Job A
Return the records unchanged, line for line, starting at the line that contains "of the finger." and ending at the last line of the records.

Passage to read
+ + + +
Friday, December 24, 2010

Haiti: Wedding

Two days before Christmas Eve, I attended a wedding. The bride is the head nurse at Fondasa Haiti, one of ESF’s partner agencies.

The wedding was in almost all regards exactly like a standard American Christian wedding. Even the beauty parlor where we went beforehand to so my boss could have her hair straightened and curled was eerily similar to any Black American beauty salon in the States (I suspected, she confirmed). There were, however, a few striking cultural differences. First, I was surprised by the timing. The invitation said 4:00. Though we were running late and arrived at 4:20, we were the first guests. More striking than that, the lack of guests did not stop the ceremony from beginning about five minutes later when the limousine carrying the bridal party arrived: the music started, and the bridesmaids paced down the aisle of the virtually empty church! The guests arrived over the course of the next hour or so, such that the ceremony concluded to a full house. I assume it’s to make up for the lack of initial audience that the reception began with a complete repetition of the wedding procession.
+ + + +
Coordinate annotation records
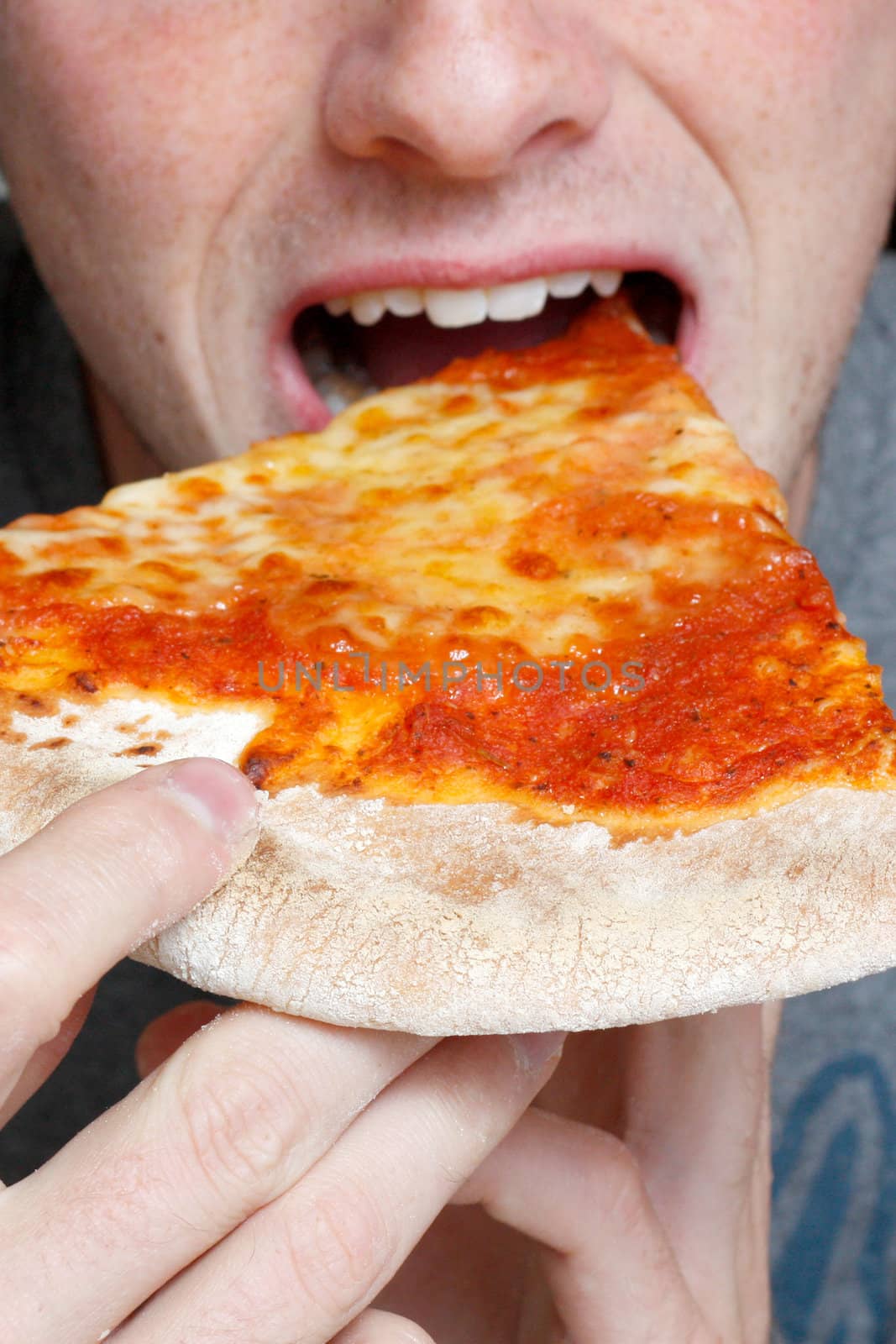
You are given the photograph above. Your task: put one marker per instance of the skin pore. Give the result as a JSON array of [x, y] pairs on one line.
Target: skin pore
[[188, 174]]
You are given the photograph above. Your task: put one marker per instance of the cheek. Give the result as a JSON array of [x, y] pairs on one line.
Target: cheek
[[159, 104]]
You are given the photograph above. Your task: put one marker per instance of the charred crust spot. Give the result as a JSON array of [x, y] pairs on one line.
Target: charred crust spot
[[532, 564], [258, 766]]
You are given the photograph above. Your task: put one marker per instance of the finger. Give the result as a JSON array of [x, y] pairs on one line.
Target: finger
[[374, 1327], [100, 878], [609, 1263], [313, 1258], [228, 1122], [46, 1058], [696, 1121], [167, 1032]]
+ + + +
Job B
Please retype the part of the Haiti wedding post starting at "Friday, December 24, 2010" and ending at "ESF’s partner agencies.", keeping every word and punctuation mark as it stands.

Exercise output A
You are given the photograph above. Your task: put one marker per instance of the finger. Give the result as a JSON array of [x, y] pairs on one line.
Target: finger
[[374, 1327], [100, 878], [609, 1263], [313, 1258], [228, 1122], [46, 1058], [696, 1121], [167, 1032]]

Exercise output B
Friday, December 24, 2010

Haiti: Wedding

Two days before Christmas Eve, I attended a wedding. The bride is the head nurse at Fondasa Haiti, one of ESF’s partner agencies.